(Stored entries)
== == ==

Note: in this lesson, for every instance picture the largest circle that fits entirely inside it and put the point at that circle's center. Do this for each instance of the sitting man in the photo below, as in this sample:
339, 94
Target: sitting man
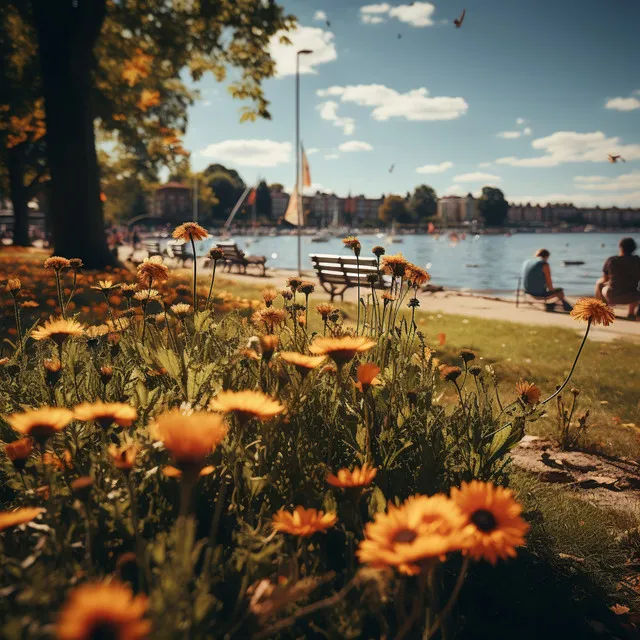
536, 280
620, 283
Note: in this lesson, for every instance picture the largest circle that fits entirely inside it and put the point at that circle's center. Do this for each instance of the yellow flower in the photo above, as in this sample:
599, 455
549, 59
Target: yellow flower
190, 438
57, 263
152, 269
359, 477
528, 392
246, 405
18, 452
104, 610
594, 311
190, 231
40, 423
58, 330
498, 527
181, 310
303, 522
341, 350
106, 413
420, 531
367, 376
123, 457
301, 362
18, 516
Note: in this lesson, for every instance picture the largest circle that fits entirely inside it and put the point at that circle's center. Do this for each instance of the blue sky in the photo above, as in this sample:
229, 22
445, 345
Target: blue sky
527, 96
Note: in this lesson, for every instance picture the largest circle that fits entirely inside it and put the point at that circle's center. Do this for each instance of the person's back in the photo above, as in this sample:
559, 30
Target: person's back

== == ==

Exercise description → Could you present the lines above as a Markdown table with the columns "No." and "Line," numbering each row and skipping blank lines? Leave the pictures out of the answer.

Result →
| No. | Line |
|---|---|
| 1 | Note: in this lesson, for every instance picture the largest circle that fits entirely inside it and put the point at that circle's center. Do this for each instance of the sitting man in the photo below, as in this sample: |
| 2 | 339, 94 |
| 3 | Target: sitting man |
| 4 | 536, 280 |
| 5 | 620, 283 |
| 6 | Note: in this lesson, for every instance picture the largest circle that fits entirely inside it and put the point at that circle's center. Do this for each instance of the yellow flower in the photo above, as in this sample: |
| 7 | 599, 455 |
| 8 | 549, 59 |
| 9 | Target: yellow flower |
| 10 | 190, 438 |
| 11 | 57, 263 |
| 12 | 152, 269 |
| 13 | 359, 477 |
| 14 | 528, 392 |
| 15 | 246, 405 |
| 16 | 18, 452 |
| 17 | 104, 610 |
| 18 | 594, 311 |
| 19 | 190, 231 |
| 20 | 40, 423 |
| 21 | 58, 330 |
| 22 | 498, 527 |
| 23 | 181, 310 |
| 24 | 303, 522 |
| 25 | 341, 350 |
| 26 | 106, 413 |
| 27 | 420, 531 |
| 28 | 367, 376 |
| 29 | 123, 457 |
| 30 | 301, 362 |
| 31 | 18, 516 |
| 32 | Note: in this lesson, for every instance picture the largest circle that fits entirely inside it and put the point at that circle's center. Do this for each instance of the blue sky in the photo above, as in this sample: |
| 33 | 229, 22 |
| 34 | 445, 345 |
| 35 | Target: blue sky |
| 36 | 527, 96 |
| 37 | Note: in this lesson, for every instance picture the largest circle that fits entirely inside it and put the point at that circle's center. Do this for each instance of the person's back in the photo above, as in this sample: |
| 38 | 559, 30 |
| 39 | Target: person's back |